Data in this exercise section start

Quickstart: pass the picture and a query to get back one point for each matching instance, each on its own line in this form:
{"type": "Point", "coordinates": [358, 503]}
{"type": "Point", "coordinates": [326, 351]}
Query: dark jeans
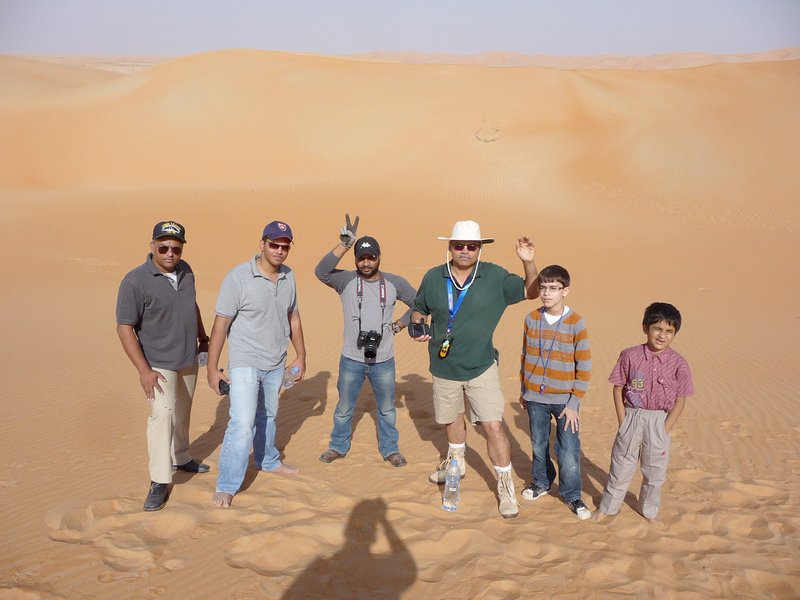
{"type": "Point", "coordinates": [567, 449]}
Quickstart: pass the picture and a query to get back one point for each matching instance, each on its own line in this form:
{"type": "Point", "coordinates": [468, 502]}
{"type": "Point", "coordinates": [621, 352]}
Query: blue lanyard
{"type": "Point", "coordinates": [453, 308]}
{"type": "Point", "coordinates": [550, 350]}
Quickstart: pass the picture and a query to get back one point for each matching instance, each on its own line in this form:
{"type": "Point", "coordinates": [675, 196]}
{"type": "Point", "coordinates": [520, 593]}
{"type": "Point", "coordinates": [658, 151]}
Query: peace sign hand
{"type": "Point", "coordinates": [347, 235]}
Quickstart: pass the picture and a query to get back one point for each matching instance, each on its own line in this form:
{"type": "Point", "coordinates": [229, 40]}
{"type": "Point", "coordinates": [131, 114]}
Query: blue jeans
{"type": "Point", "coordinates": [351, 378]}
{"type": "Point", "coordinates": [567, 448]}
{"type": "Point", "coordinates": [254, 407]}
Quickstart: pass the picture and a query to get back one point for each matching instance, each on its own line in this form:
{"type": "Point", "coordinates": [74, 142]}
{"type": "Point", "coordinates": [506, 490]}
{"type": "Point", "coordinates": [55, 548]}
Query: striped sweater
{"type": "Point", "coordinates": [557, 357]}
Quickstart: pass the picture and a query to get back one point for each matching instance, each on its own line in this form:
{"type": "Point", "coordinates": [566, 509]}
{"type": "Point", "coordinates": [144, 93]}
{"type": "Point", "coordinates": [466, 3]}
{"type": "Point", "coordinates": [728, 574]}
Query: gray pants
{"type": "Point", "coordinates": [641, 439]}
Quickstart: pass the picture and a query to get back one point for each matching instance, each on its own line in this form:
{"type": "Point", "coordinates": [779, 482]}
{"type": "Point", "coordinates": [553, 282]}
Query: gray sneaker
{"type": "Point", "coordinates": [508, 506]}
{"type": "Point", "coordinates": [440, 474]}
{"type": "Point", "coordinates": [533, 491]}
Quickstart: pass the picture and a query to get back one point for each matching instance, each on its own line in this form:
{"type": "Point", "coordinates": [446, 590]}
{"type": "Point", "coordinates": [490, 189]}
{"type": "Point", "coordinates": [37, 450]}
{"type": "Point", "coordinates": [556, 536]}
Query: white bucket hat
{"type": "Point", "coordinates": [467, 231]}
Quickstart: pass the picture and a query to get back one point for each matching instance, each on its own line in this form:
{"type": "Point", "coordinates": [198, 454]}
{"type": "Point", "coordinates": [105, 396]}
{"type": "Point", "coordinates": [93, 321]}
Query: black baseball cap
{"type": "Point", "coordinates": [367, 245]}
{"type": "Point", "coordinates": [170, 229]}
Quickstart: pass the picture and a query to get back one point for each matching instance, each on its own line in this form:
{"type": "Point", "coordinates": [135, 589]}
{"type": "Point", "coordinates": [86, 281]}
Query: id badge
{"type": "Point", "coordinates": [444, 349]}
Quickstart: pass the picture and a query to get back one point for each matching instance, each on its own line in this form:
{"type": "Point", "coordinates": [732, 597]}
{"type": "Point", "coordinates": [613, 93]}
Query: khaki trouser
{"type": "Point", "coordinates": [641, 439]}
{"type": "Point", "coordinates": [168, 424]}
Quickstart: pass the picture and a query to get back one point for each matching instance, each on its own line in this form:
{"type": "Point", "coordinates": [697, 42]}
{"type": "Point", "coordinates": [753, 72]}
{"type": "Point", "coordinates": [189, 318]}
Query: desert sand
{"type": "Point", "coordinates": [676, 185]}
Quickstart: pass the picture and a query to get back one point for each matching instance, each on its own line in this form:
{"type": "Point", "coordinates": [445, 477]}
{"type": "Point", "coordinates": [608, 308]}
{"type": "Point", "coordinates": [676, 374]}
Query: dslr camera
{"type": "Point", "coordinates": [369, 341]}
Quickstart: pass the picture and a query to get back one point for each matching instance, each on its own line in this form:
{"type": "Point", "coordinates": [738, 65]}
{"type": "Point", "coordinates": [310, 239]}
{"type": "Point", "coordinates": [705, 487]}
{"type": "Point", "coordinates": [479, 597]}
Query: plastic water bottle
{"type": "Point", "coordinates": [289, 376]}
{"type": "Point", "coordinates": [452, 487]}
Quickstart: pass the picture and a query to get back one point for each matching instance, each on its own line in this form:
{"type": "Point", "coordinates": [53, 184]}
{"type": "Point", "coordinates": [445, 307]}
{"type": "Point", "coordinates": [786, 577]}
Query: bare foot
{"type": "Point", "coordinates": [598, 515]}
{"type": "Point", "coordinates": [222, 500]}
{"type": "Point", "coordinates": [286, 470]}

Data in this exercise section end

What this task involves:
Please output the entries above exactly, leaving out every picture.

Task result:
Quickstart: pass the picture and a query to get back one point for each matching instance, each on its own line in this form:
{"type": "Point", "coordinates": [358, 503]}
{"type": "Point", "coordinates": [326, 351]}
Query: dark jeans
{"type": "Point", "coordinates": [567, 449]}
Quickstart: pass the picture and a query to get back one point for each matching instance, each on its own line in this form:
{"type": "Point", "coordinates": [468, 502]}
{"type": "Point", "coordinates": [621, 352]}
Query: blue lanyard
{"type": "Point", "coordinates": [453, 308]}
{"type": "Point", "coordinates": [550, 350]}
Quickstart: pass the picture and a query to get back one point for each matching instance, each on its own line in this form:
{"type": "Point", "coordinates": [675, 196]}
{"type": "Point", "coordinates": [520, 593]}
{"type": "Point", "coordinates": [658, 151]}
Query: peace sign hand
{"type": "Point", "coordinates": [347, 235]}
Quickstart: pass the picture and a query to get back one point for each matching instance, each on its own line in this form:
{"type": "Point", "coordinates": [229, 40]}
{"type": "Point", "coordinates": [131, 114]}
Query: blue jeans
{"type": "Point", "coordinates": [351, 378]}
{"type": "Point", "coordinates": [567, 448]}
{"type": "Point", "coordinates": [254, 407]}
Quickstart: pass the picture and a query to get back one point for each matching instance, each on its own line in this form:
{"type": "Point", "coordinates": [74, 142]}
{"type": "Point", "coordinates": [506, 490]}
{"type": "Point", "coordinates": [55, 548]}
Query: striped sweater
{"type": "Point", "coordinates": [557, 357]}
Quickstart: pass the picture and a query to get back one point for each matching instance, each on its own line in this form:
{"type": "Point", "coordinates": [566, 509]}
{"type": "Point", "coordinates": [144, 93]}
{"type": "Point", "coordinates": [466, 3]}
{"type": "Point", "coordinates": [728, 574]}
Query: gray pants
{"type": "Point", "coordinates": [641, 439]}
Quickstart: pass the picture and a query to get back one point for each matching instance, each on its own line in this form:
{"type": "Point", "coordinates": [779, 482]}
{"type": "Point", "coordinates": [553, 282]}
Query: gray sneaker
{"type": "Point", "coordinates": [508, 506]}
{"type": "Point", "coordinates": [440, 474]}
{"type": "Point", "coordinates": [533, 491]}
Quickstart: pass the picture and a query to get back one point for each matching instance, each on its own line in this form:
{"type": "Point", "coordinates": [446, 590]}
{"type": "Point", "coordinates": [490, 189]}
{"type": "Point", "coordinates": [37, 450]}
{"type": "Point", "coordinates": [556, 536]}
Query: white bucket hat
{"type": "Point", "coordinates": [467, 231]}
Quickstart: pass the picture and a query to get back one point for each matching instance, each on its own line in this form:
{"type": "Point", "coordinates": [198, 454]}
{"type": "Point", "coordinates": [105, 396]}
{"type": "Point", "coordinates": [93, 321]}
Query: black baseball cap
{"type": "Point", "coordinates": [367, 245]}
{"type": "Point", "coordinates": [170, 229]}
Quickstart: pass the picture and a query to get back one point for each matching instance, each on its own line in this form:
{"type": "Point", "coordinates": [135, 589]}
{"type": "Point", "coordinates": [86, 281]}
Query: id badge
{"type": "Point", "coordinates": [444, 349]}
Quickstart: pass the picture and a query to get back one point for each matching instance, each on its own line in this form:
{"type": "Point", "coordinates": [732, 597]}
{"type": "Point", "coordinates": [613, 93]}
Query: khaki trouser
{"type": "Point", "coordinates": [641, 439]}
{"type": "Point", "coordinates": [168, 424]}
Quickstart: pass the picture and a query to get back one point for each matching instance, each on its own line in this form:
{"type": "Point", "coordinates": [697, 42]}
{"type": "Point", "coordinates": [753, 72]}
{"type": "Point", "coordinates": [189, 318]}
Query: desert sand
{"type": "Point", "coordinates": [676, 185]}
Quickstart: pass the picture and a query to get back one point for each matching instance, each on its own line in this form:
{"type": "Point", "coordinates": [445, 477]}
{"type": "Point", "coordinates": [608, 308]}
{"type": "Point", "coordinates": [676, 374]}
Query: dslr camera
{"type": "Point", "coordinates": [369, 341]}
Quickstart: pass the picture and a query to get back one point for each matching instance, each on its own line in this form:
{"type": "Point", "coordinates": [738, 65]}
{"type": "Point", "coordinates": [310, 239]}
{"type": "Point", "coordinates": [705, 487]}
{"type": "Point", "coordinates": [479, 597]}
Query: plastic water bottle
{"type": "Point", "coordinates": [289, 376]}
{"type": "Point", "coordinates": [452, 487]}
Quickstart: pass the picture and a query to get back one point for each matching instance, each on its own line in this form:
{"type": "Point", "coordinates": [53, 184]}
{"type": "Point", "coordinates": [445, 307]}
{"type": "Point", "coordinates": [786, 577]}
Query: bare foot
{"type": "Point", "coordinates": [598, 515]}
{"type": "Point", "coordinates": [222, 500]}
{"type": "Point", "coordinates": [286, 470]}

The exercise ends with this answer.